◆ GIVEN TASK: Copy every record below, exactly as written.

◆ DATASET:
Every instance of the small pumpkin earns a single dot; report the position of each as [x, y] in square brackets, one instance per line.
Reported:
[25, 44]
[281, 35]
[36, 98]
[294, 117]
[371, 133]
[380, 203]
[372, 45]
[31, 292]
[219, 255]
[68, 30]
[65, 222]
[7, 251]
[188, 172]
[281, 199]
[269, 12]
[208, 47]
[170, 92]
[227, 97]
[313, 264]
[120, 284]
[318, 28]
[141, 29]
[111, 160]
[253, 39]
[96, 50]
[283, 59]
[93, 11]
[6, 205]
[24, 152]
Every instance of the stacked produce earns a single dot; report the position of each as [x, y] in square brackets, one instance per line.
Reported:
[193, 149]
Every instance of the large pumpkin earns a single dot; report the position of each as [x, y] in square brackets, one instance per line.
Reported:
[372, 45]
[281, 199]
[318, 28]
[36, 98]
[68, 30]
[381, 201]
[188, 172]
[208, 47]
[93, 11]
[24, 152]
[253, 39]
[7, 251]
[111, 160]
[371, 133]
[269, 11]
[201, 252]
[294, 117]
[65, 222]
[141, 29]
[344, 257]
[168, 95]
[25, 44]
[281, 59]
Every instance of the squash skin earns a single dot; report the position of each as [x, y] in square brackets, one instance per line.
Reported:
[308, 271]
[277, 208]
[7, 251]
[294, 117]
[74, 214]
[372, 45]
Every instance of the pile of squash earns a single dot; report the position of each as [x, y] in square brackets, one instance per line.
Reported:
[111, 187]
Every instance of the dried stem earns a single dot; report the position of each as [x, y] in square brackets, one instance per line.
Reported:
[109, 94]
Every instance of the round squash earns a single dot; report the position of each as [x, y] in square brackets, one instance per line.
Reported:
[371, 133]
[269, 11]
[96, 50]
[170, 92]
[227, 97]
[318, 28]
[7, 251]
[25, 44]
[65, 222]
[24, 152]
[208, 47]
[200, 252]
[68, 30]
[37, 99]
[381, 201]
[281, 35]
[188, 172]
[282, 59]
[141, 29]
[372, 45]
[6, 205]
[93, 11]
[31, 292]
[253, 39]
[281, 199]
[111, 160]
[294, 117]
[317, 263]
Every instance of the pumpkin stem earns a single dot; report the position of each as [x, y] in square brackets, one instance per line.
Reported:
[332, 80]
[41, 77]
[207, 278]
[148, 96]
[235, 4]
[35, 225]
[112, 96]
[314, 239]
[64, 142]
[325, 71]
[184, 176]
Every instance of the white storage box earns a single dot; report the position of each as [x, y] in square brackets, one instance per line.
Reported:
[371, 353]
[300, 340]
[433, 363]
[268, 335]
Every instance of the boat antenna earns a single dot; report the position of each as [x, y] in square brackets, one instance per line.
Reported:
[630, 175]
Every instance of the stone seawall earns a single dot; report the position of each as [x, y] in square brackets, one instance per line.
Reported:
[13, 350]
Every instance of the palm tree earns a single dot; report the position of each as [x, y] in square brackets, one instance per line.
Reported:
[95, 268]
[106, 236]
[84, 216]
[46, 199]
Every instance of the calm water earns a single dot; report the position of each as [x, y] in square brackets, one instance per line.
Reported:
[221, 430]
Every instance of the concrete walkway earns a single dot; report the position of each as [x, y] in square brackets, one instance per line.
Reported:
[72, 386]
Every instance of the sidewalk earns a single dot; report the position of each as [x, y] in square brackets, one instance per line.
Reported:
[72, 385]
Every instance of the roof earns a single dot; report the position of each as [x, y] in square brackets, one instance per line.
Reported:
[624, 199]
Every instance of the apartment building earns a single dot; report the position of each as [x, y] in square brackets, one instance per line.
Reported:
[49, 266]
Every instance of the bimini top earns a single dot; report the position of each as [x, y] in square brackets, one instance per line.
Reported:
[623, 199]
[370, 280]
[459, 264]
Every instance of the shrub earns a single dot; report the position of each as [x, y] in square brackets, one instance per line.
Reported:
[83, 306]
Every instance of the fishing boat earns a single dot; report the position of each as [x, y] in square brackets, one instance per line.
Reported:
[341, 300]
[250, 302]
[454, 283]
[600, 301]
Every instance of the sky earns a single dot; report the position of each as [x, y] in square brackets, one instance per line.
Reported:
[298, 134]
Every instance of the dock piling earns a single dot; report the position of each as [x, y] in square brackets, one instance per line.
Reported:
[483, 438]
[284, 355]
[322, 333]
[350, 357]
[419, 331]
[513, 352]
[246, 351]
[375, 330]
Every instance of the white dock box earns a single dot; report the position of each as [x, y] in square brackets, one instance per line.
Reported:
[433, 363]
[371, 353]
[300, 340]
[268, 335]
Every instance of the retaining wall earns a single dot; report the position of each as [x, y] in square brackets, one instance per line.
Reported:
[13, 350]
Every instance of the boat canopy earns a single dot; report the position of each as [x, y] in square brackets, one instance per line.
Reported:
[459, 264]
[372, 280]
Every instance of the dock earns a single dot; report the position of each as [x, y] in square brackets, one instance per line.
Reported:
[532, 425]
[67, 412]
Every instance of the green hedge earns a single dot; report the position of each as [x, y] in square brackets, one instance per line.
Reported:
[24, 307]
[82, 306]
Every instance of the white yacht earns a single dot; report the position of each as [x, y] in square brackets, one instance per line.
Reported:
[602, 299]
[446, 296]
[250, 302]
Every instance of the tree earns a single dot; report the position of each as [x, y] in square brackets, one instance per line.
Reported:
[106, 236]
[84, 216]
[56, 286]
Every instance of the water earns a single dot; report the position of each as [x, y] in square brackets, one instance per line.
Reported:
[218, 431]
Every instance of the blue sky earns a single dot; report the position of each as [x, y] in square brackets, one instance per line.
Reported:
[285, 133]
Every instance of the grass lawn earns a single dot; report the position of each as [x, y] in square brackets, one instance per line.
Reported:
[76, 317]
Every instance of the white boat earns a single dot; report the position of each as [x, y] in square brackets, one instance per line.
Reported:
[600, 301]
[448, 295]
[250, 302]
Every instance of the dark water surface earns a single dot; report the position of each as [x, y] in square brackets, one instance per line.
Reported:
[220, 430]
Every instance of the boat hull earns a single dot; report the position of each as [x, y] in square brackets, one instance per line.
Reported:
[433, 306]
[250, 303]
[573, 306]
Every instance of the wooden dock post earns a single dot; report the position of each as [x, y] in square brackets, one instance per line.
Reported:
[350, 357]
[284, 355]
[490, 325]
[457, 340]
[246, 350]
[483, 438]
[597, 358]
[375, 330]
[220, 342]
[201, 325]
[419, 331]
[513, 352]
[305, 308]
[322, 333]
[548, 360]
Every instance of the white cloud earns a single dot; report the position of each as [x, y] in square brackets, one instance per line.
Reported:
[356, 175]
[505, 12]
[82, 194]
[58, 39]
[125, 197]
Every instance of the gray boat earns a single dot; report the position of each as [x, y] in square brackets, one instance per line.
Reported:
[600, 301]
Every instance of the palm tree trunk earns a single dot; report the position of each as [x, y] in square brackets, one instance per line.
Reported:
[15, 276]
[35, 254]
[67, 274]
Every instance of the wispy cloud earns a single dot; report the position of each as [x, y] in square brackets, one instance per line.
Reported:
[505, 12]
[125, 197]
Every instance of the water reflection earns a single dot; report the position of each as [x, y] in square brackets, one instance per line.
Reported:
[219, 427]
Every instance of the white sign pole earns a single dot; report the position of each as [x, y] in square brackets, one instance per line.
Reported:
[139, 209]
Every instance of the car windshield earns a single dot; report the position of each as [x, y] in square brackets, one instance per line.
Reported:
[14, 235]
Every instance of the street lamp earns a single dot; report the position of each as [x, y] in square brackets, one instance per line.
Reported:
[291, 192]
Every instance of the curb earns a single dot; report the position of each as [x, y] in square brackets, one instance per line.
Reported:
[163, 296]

◆ FINISHED ANSWER:
Every instance of the small pumpkin earns a single dot; report the position of each as [x, y] in square brackets, one instance per line.
Reported:
[25, 44]
[281, 35]
[36, 98]
[294, 117]
[371, 133]
[380, 203]
[372, 45]
[31, 292]
[219, 255]
[68, 30]
[65, 222]
[7, 251]
[188, 172]
[281, 199]
[269, 12]
[208, 47]
[170, 92]
[227, 97]
[313, 264]
[120, 284]
[318, 28]
[141, 29]
[111, 160]
[253, 39]
[96, 50]
[283, 59]
[93, 11]
[6, 205]
[24, 152]
Every instance of the stacked produce earns a single dot; report the position of each as [x, y] in square brackets, one instance per line.
Reported:
[193, 149]
Every instance of the large pumpkin earns a single dot; report the position of each as [x, y] in square brackets, one instance per line.
Reported:
[372, 45]
[281, 199]
[318, 28]
[36, 98]
[68, 30]
[381, 201]
[188, 172]
[208, 47]
[93, 11]
[24, 152]
[253, 39]
[7, 251]
[111, 160]
[371, 133]
[269, 11]
[201, 252]
[294, 117]
[65, 222]
[141, 29]
[344, 257]
[168, 95]
[25, 44]
[281, 59]
Every instance of the squash skin earns a single dot; report the position of each as [x, y] in square brackets, one instance per line.
Reported:
[308, 271]
[277, 208]
[7, 251]
[294, 117]
[74, 214]
[372, 45]
Every instance of the pile of squash earns a single dot; report the position of each as [x, y] in square brackets, one instance per line.
Reported:
[111, 187]
Every instance of the dried stem earns a single dot; report the position of each as [x, y] in square brackets, one instance per line.
Reported:
[109, 94]
Every instance of the round squash earns a single dot; report the position of each as [x, y] in square brackets, one instance per line.
Reported:
[371, 133]
[269, 11]
[96, 50]
[170, 92]
[227, 97]
[318, 28]
[7, 251]
[25, 44]
[65, 222]
[24, 152]
[208, 47]
[200, 252]
[68, 30]
[37, 99]
[381, 201]
[281, 35]
[188, 172]
[282, 59]
[141, 29]
[372, 45]
[6, 205]
[93, 11]
[31, 292]
[253, 39]
[281, 199]
[111, 160]
[294, 117]
[317, 263]
Every instance of the pumpkin stem earns a single dot; report the position of each as [x, y] in square brackets, one instance per line.
Reported:
[332, 80]
[41, 77]
[207, 278]
[148, 96]
[235, 4]
[35, 225]
[112, 96]
[314, 239]
[64, 142]
[325, 71]
[184, 176]
Every instance of the white storage box earns a single dot; report the position of each as [x, y] in square brackets, one instance per line.
Reported:
[371, 353]
[300, 340]
[433, 363]
[268, 335]
Every instance of the boat antenna earns a single dot; report the position of each as [x, y] in square brackets, one instance per line.
Reported:
[630, 175]
Every instance of the stone seawall earns a single dot; report the position of each as [x, y] in square brackets, one instance per line.
Reported:
[13, 350]
Every instance of the palm tree earns a single dot; report the position of each as [x, y] in square brackets, one instance per line.
Reported:
[95, 268]
[106, 236]
[84, 216]
[46, 199]
Every instance of the calm water earns a single dot; report the position of each as [x, y] in square brackets, one instance per line.
Reported:
[221, 430]
Every instance of the concrete walkway earns a single dot; report the position of each as [x, y] in square brackets, one instance per line.
Reported:
[72, 386]
Every instance of the sidewalk earns a single dot; report the position of each as [x, y] in square brackets, one instance per line.
Reported:
[72, 385]
Every instance of the roof earns a single dot; report the position of each as [x, y] in square brackets, one instance per line.
Reported:
[624, 199]
Every instance of the apartment building earns a single dot; report the position of each as [x, y] in square brackets, one instance per line.
Reported:
[49, 266]
Every instance of the bimini top earns a single dot; report the position of each as [x, y] in square brackets, one instance per line.
Reported:
[623, 199]
[370, 280]
[459, 264]
Every instance of the shrub earns a single dot; report the position of each as [x, y] in square brackets, one instance per line.
Reported:
[83, 306]
Every instance of the fishing boat earns a single dot; report the position of each as [x, y] in square brackets, one instance per line.
Reported:
[341, 300]
[250, 302]
[454, 283]
[600, 301]
Every instance of the sky earns a single dot; report the position of each as [x, y] in square brackets, one instance per line.
Reported:
[298, 134]
Every instance of the dock piling earns a single dot; report the position of each as [x, y] in square brackets, one instance per line.
Reported:
[483, 438]
[284, 355]
[322, 333]
[350, 357]
[419, 331]
[513, 352]
[246, 351]
[375, 330]
Every instance of the white dock box earns a single dot; report the position of each as [x, y] in square brackets, one instance per line.
Reported:
[433, 363]
[371, 353]
[300, 340]
[268, 335]
Every instance of the retaining wall earns a single dot; report the position of each as [x, y] in square brackets, one instance per line.
Reported:
[13, 350]
Every instance of the boat canopy earns a single dot; report the position of each as [x, y] in square brackets, one instance per line.
Reported:
[459, 264]
[372, 280]
Every instance of the dock earns a single dot; report the position of each as [x, y] in square brackets, one instance per line.
Reported:
[532, 425]
[67, 412]
Every instance of the green hedge earns a single dot; report the position of each as [x, y] in square brackets, one instance per line.
Reported:
[24, 307]
[82, 306]
Every instance of the white yacht earns a single dot; report the position of each as [x, y] in square brackets, one instance per line.
Reported:
[602, 299]
[446, 296]
[250, 302]
Every instance of the tree earns a single dot; report the position of each as [x, y] in square brackets, one instance per line.
Reported:
[106, 236]
[84, 216]
[56, 286]
Every instance of the water earns a single dot; report the position of each as [x, y] in square brackets, one instance per line.
Reported:
[218, 431]
Every instance of the blue sky earns a single dot; report the position of each as [x, y] in square brackets, one instance per line.
Reported:
[285, 133]
Every instance of the grass lawn earns a single dot; report the position of each as [x, y] in square brackets, one instance per line.
Reported:
[76, 317]
Every instance of the white boat earns a single dot; report the position of each as [x, y] in square brackets, one instance per line.
Reported:
[600, 301]
[448, 295]
[250, 302]
Every instance of the dark water surface earns a single dot; report the position of each as [x, y] in square brackets, one instance per line.
Reported:
[220, 430]
Every instance of the boat hull earns a single dot; report the position of each as [x, y] in square brackets, one instance per line.
Reported:
[433, 306]
[250, 303]
[573, 306]
Every instance of the wooden dock post earns a single dot; report the position of each as [x, y] in square brackets, one instance per line.
Reported:
[350, 357]
[284, 355]
[490, 325]
[457, 340]
[246, 350]
[483, 438]
[597, 358]
[375, 330]
[220, 342]
[201, 325]
[419, 331]
[513, 352]
[305, 308]
[322, 333]
[548, 360]
Every instance of the white cloud earns a single dot; report the position of each as [x, y] in square brackets, one instance per line.
Reported:
[356, 175]
[505, 12]
[82, 194]
[58, 39]
[125, 197]
Every instance of the gray boat earns a single dot; report the position of each as [x, y] in square brackets, one instance per line.
Reported:
[600, 301]
Every instance of the palm tree trunk earns a single dot; report the position of each as [x, y] in square brackets, one instance per line.
Reported:
[15, 276]
[35, 254]
[67, 274]
Every instance of the wispy cloud earns a single dot; report the position of each as [x, y] in square brackets, one instance per line.
Reported:
[505, 12]
[125, 197]
Every instance of the water reflection earns a single dot; report the position of each as [x, y] in square brackets, one instance per line.
Reported:
[219, 427]
Every instance of the white sign pole earns a single dot; report the position of each as [x, y] in square brackets, one instance per line.
Reported:
[139, 209]
Every instance of the car windshield earns a single dot; report the position of each as [x, y] in square brackets, one instance per line.
Reported:
[14, 235]
Every instance of the street lamp earns a single dot; report the position of each as [x, y] in square brackets, one instance per line.
Reported:
[291, 192]
Every instance of the curb earns a single dot; report the position of each as [x, y] in square brackets, one instance per line.
Reported:
[163, 296]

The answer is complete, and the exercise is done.